___ RECORDED INFORMATION

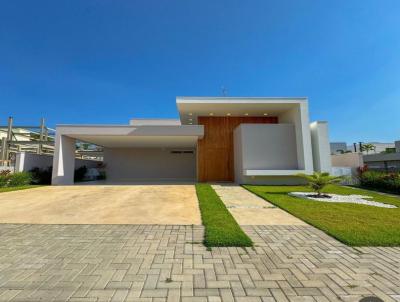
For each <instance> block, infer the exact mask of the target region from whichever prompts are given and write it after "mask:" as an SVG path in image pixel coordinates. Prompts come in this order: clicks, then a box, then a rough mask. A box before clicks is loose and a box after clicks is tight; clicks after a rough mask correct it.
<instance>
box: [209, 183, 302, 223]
mask: <svg viewBox="0 0 400 302" xmlns="http://www.w3.org/2000/svg"><path fill="white" fill-rule="evenodd" d="M212 187H213V189H214V190H215V192H216V193H217V194H218V196H219V197H220V198H221V200H222V201H223V202H224V203H225V205H226V207H227V208H228V209H229V211H230V212H231V213H232V215H233V217H234V218H235V219H236V221H237V222H238V223H239V224H240V225H306V223H305V222H303V221H302V220H300V219H298V218H296V217H294V216H292V215H290V214H289V213H287V212H285V211H283V210H281V209H279V208H277V207H275V206H274V205H272V204H270V203H268V202H266V201H265V200H264V199H262V198H260V197H258V196H256V195H255V194H253V193H251V192H249V191H247V190H246V189H244V188H242V187H241V186H238V185H234V184H218V185H212Z"/></svg>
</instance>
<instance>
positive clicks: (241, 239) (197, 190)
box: [196, 184, 253, 247]
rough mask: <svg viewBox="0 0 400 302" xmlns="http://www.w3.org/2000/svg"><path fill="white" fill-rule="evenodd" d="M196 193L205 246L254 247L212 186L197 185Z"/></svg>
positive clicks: (203, 184) (252, 243) (204, 243)
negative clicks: (247, 246) (200, 217)
mask: <svg viewBox="0 0 400 302" xmlns="http://www.w3.org/2000/svg"><path fill="white" fill-rule="evenodd" d="M196 192H197V198H198V199H199V206H200V212H201V219H202V221H203V225H204V227H205V236H204V245H205V246H207V247H217V246H241V247H245V246H252V245H253V242H252V241H251V239H250V238H249V237H248V236H247V235H246V234H245V232H243V230H242V229H241V228H240V226H239V225H238V223H237V222H236V220H235V219H234V218H233V216H232V214H231V213H230V212H229V210H228V209H227V208H226V207H225V204H224V203H223V202H222V200H221V199H220V198H219V196H218V195H217V193H215V191H214V189H213V188H212V187H211V185H209V184H196Z"/></svg>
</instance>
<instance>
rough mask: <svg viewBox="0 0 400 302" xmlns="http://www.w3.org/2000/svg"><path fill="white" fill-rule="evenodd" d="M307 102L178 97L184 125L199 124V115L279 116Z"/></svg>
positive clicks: (284, 99)
mask: <svg viewBox="0 0 400 302" xmlns="http://www.w3.org/2000/svg"><path fill="white" fill-rule="evenodd" d="M302 103H307V98H306V97H294V98H286V97H282V98H273V97H264V98H262V97H177V98H176V104H177V107H178V111H179V116H180V120H181V123H182V124H183V125H192V124H197V117H199V116H279V115H280V114H282V113H284V112H286V111H288V110H290V109H292V108H294V107H296V106H298V105H299V104H302Z"/></svg>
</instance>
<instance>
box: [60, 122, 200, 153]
mask: <svg viewBox="0 0 400 302" xmlns="http://www.w3.org/2000/svg"><path fill="white" fill-rule="evenodd" d="M57 134H59V135H66V136H69V137H72V138H75V139H77V140H80V141H84V142H88V143H92V144H95V145H99V146H103V147H110V148H111V147H113V148H129V147H138V148H139V147H141V148H148V147H152V148H154V147H159V148H178V147H180V148H185V147H195V146H196V143H197V140H198V139H199V138H202V137H203V135H204V127H203V126H200V125H193V126H192V125H166V126H154V125H146V126H127V125H124V126H117V125H58V126H57Z"/></svg>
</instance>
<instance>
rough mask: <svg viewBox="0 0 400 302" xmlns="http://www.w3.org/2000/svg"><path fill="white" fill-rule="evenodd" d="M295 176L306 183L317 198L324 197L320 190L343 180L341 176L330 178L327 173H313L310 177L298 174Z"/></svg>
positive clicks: (309, 175) (303, 174)
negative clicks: (315, 195) (296, 176)
mask: <svg viewBox="0 0 400 302" xmlns="http://www.w3.org/2000/svg"><path fill="white" fill-rule="evenodd" d="M297 176H299V177H301V178H304V179H305V180H306V181H307V184H308V186H309V187H310V188H311V189H312V190H313V191H314V192H316V193H317V197H324V195H323V194H322V190H323V189H324V188H325V187H326V186H327V185H330V184H334V183H338V182H340V181H341V180H342V179H343V177H342V176H331V175H329V173H327V172H314V173H313V174H311V175H308V174H304V173H300V174H297Z"/></svg>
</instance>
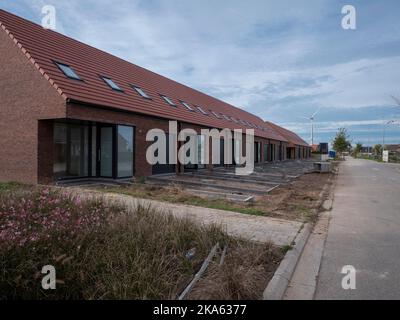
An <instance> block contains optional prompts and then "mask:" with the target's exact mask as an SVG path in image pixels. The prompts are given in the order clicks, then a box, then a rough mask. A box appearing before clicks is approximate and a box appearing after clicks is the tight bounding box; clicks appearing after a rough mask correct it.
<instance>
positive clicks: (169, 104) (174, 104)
mask: <svg viewBox="0 0 400 320" xmlns="http://www.w3.org/2000/svg"><path fill="white" fill-rule="evenodd" d="M160 97H161V98H162V99H163V100H164V101H165V102H166V103H167V104H168V105H170V106H171V107H175V108H177V107H178V106H177V105H176V104H175V103H174V102H173V101H172V99H171V98H170V97H168V96H166V95H165V94H160Z"/></svg>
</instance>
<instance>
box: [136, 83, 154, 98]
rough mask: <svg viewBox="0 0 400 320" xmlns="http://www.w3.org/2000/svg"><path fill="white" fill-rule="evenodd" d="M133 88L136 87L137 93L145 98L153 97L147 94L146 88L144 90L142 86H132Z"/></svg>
mask: <svg viewBox="0 0 400 320" xmlns="http://www.w3.org/2000/svg"><path fill="white" fill-rule="evenodd" d="M132 88H133V89H135V91H136V92H137V93H139V94H140V95H141V96H142V97H143V98H146V99H151V98H150V97H149V96H148V95H147V93H146V92H144V90H143V89H142V88H140V87H137V86H132Z"/></svg>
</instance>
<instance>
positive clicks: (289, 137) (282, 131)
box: [265, 121, 310, 147]
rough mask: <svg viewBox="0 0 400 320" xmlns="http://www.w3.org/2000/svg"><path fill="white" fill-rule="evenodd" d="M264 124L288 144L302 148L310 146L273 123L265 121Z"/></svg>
mask: <svg viewBox="0 0 400 320" xmlns="http://www.w3.org/2000/svg"><path fill="white" fill-rule="evenodd" d="M265 123H266V125H267V126H269V127H271V128H272V129H274V130H275V131H276V132H278V133H279V134H280V135H282V136H283V137H284V138H285V139H286V140H288V141H289V143H291V144H293V145H298V146H304V147H309V146H310V145H309V144H308V143H307V142H305V141H304V140H303V139H302V138H300V137H299V136H298V135H297V134H295V133H294V132H293V131H290V130H288V129H285V128H282V127H280V126H278V125H276V124H275V123H272V122H269V121H266V122H265Z"/></svg>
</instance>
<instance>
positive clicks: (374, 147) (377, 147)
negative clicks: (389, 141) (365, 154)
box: [374, 144, 383, 156]
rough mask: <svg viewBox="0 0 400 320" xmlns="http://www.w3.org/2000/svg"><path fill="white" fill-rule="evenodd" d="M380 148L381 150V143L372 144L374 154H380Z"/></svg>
mask: <svg viewBox="0 0 400 320" xmlns="http://www.w3.org/2000/svg"><path fill="white" fill-rule="evenodd" d="M382 150H383V148H382V145H381V144H376V145H375V146H374V154H375V155H376V156H380V155H382Z"/></svg>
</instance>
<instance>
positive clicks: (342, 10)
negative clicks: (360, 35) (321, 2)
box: [342, 4, 357, 30]
mask: <svg viewBox="0 0 400 320" xmlns="http://www.w3.org/2000/svg"><path fill="white" fill-rule="evenodd" d="M342 14H344V15H345V16H344V17H343V18H342V28H343V29H344V30H356V29H357V12H356V8H355V7H354V6H352V5H349V4H347V5H345V6H343V8H342Z"/></svg>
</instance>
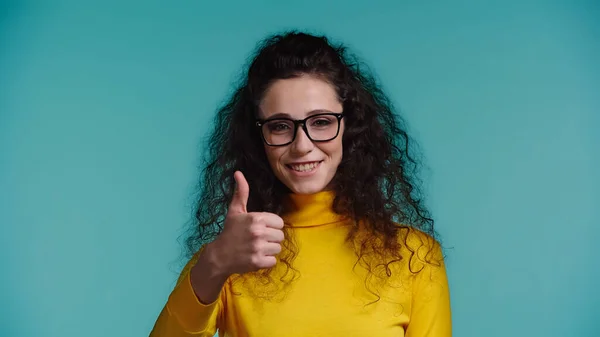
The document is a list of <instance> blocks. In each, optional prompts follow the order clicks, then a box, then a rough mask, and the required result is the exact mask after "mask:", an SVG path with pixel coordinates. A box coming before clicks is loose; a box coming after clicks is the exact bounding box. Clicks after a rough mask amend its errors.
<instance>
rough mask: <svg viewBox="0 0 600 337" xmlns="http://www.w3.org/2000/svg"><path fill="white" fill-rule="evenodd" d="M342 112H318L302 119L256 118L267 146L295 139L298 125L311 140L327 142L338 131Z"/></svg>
mask: <svg viewBox="0 0 600 337" xmlns="http://www.w3.org/2000/svg"><path fill="white" fill-rule="evenodd" d="M343 117H344V114H343V113H320V114H317V115H312V116H309V117H307V118H305V119H302V120H294V119H291V118H271V119H266V120H260V119H259V120H257V121H256V126H257V127H259V128H260V131H261V135H262V138H263V140H264V142H265V143H266V144H267V145H269V146H285V145H288V144H291V143H292V142H293V141H294V139H296V134H297V133H298V132H297V131H298V126H302V130H304V133H306V136H307V137H308V139H310V140H311V141H313V142H328V141H330V140H333V139H334V138H336V137H337V136H338V134H339V133H340V120H341V119H342V118H343Z"/></svg>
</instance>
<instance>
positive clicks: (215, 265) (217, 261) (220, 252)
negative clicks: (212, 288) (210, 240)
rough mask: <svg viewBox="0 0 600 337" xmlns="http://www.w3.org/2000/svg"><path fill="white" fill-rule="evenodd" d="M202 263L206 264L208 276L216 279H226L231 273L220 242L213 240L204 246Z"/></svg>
mask: <svg viewBox="0 0 600 337" xmlns="http://www.w3.org/2000/svg"><path fill="white" fill-rule="evenodd" d="M200 259H202V264H204V265H206V267H207V268H206V269H205V270H207V271H208V276H209V278H211V279H215V280H223V281H224V280H226V279H227V278H228V277H229V276H230V273H229V272H228V271H227V268H226V264H225V260H226V259H225V258H224V254H223V253H222V249H221V246H220V244H219V242H217V241H213V242H211V243H208V244H207V245H206V247H204V251H203V252H202V254H201V255H200Z"/></svg>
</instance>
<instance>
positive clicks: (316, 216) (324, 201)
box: [283, 191, 344, 227]
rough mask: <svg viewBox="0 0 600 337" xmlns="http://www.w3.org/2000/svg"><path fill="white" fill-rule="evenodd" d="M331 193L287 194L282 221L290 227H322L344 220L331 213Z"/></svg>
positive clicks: (331, 191) (321, 192)
mask: <svg viewBox="0 0 600 337" xmlns="http://www.w3.org/2000/svg"><path fill="white" fill-rule="evenodd" d="M334 199H335V193H334V192H333V191H322V192H318V193H314V194H289V195H288V196H287V198H286V202H285V209H286V211H285V212H284V214H283V220H284V221H285V223H286V225H288V226H290V227H313V226H322V225H327V224H331V223H335V222H340V221H342V220H344V217H343V216H342V215H340V214H337V213H335V212H334V211H333V200H334Z"/></svg>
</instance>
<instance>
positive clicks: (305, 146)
mask: <svg viewBox="0 0 600 337" xmlns="http://www.w3.org/2000/svg"><path fill="white" fill-rule="evenodd" d="M314 146H315V145H314V144H313V142H312V140H310V138H308V135H307V134H306V132H304V129H303V128H302V126H301V125H298V130H297V133H296V139H294V141H293V142H292V144H291V147H290V152H292V153H293V154H295V155H298V156H302V155H305V154H307V153H310V152H311V151H312V150H313V148H314Z"/></svg>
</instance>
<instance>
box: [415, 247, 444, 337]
mask: <svg viewBox="0 0 600 337" xmlns="http://www.w3.org/2000/svg"><path fill="white" fill-rule="evenodd" d="M430 242H431V241H430ZM431 253H432V255H433V259H432V261H435V262H432V263H425V264H424V265H423V266H424V267H423V269H422V270H421V271H420V272H419V274H417V276H416V277H415V281H414V283H413V299H412V310H411V317H410V322H409V324H408V327H407V330H406V337H426V336H432V337H451V336H452V320H451V311H450V291H449V287H448V279H447V276H446V267H445V264H444V260H443V255H442V251H441V248H440V245H439V244H438V243H434V249H433V250H432V251H431Z"/></svg>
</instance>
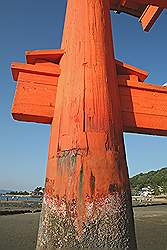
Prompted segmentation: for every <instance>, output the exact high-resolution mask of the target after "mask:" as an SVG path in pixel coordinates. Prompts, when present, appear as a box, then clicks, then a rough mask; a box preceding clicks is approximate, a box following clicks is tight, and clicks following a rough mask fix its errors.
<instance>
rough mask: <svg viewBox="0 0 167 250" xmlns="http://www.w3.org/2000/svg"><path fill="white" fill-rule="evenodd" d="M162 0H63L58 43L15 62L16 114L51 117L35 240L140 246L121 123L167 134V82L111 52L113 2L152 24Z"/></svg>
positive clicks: (91, 246) (156, 134)
mask: <svg viewBox="0 0 167 250" xmlns="http://www.w3.org/2000/svg"><path fill="white" fill-rule="evenodd" d="M163 8H167V3H166V0H162V1H160V0H118V1H116V0H89V1H88V0H85V1H78V0H68V4H67V13H66V20H65V26H64V34H63V41H62V49H61V50H43V51H40V50H39V51H28V52H26V60H27V63H26V64H21V63H13V64H12V73H13V78H14V80H15V81H18V83H17V88H16V95H15V99H14V103H13V108H12V114H13V117H14V119H16V120H21V121H28V122H40V123H45V124H51V139H50V147H49V156H48V165H47V173H46V185H45V195H44V201H43V208H42V215H41V222H40V230H39V235H38V242H37V249H56V248H61V247H71V248H74V247H85V248H89V247H91V248H94V247H108V248H118V249H136V248H137V246H136V239H135V230H134V222H133V212H132V206H131V195H130V188H129V179H128V171H127V164H126V157H125V150H124V143H123V131H126V132H135V133H146V134H153V135H167V88H165V87H159V86H155V85H152V84H147V83H144V81H145V79H146V78H147V76H148V73H147V72H145V71H143V70H141V69H138V68H135V67H133V66H131V65H128V64H126V63H124V62H121V61H118V60H115V58H114V50H113V42H112V32H111V20H110V9H113V10H115V11H117V12H121V11H122V12H126V13H128V14H131V15H134V16H136V17H138V18H139V19H140V22H141V24H142V26H143V29H144V30H146V31H148V30H149V29H150V28H151V26H152V25H153V23H154V22H155V21H156V19H157V18H158V16H159V14H160V13H161V11H162V10H163Z"/></svg>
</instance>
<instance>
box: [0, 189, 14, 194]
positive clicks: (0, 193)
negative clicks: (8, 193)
mask: <svg viewBox="0 0 167 250" xmlns="http://www.w3.org/2000/svg"><path fill="white" fill-rule="evenodd" d="M11 191H12V190H6V189H0V194H6V193H9V192H11Z"/></svg>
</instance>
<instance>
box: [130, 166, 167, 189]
mask: <svg viewBox="0 0 167 250" xmlns="http://www.w3.org/2000/svg"><path fill="white" fill-rule="evenodd" d="M130 183H131V187H132V189H135V190H137V191H138V190H141V189H142V188H143V187H147V186H150V187H152V188H154V189H155V190H156V189H157V187H158V186H160V187H162V188H163V190H164V192H165V193H167V167H165V168H162V169H160V170H157V171H150V172H148V173H140V174H138V175H136V176H133V177H131V178H130Z"/></svg>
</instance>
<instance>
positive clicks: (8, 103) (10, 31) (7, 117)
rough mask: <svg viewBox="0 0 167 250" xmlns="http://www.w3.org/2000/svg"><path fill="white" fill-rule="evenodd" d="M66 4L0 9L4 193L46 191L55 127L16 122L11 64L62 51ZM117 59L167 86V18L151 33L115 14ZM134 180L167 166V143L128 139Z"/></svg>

______

§ HOW TO COMPLETE THIS TASK: Pull out each line of the records holding the string "approximate".

§ WRITTEN SOLUTION:
An <instance> block contains optional prompts and then "mask:" with the target's exact mask as an SVG path in image pixels. The prompts are given in the order clicks, then a box, then a rough mask. A box appearing before clicks is approximate and a box appearing after clicks is the tight bounding box; clicks appearing after a rough mask correct it.
Prompted segmentation: for every <instance>, output the exact high-resolution mask of the target after "mask:" as an SVG path in pixel coordinates. Prompts, when present, appear as a box, then clicks, then a rough mask; a box preceding clicks is approximate, a box following clicks is tight, and clicks following a rough mask fix its errors.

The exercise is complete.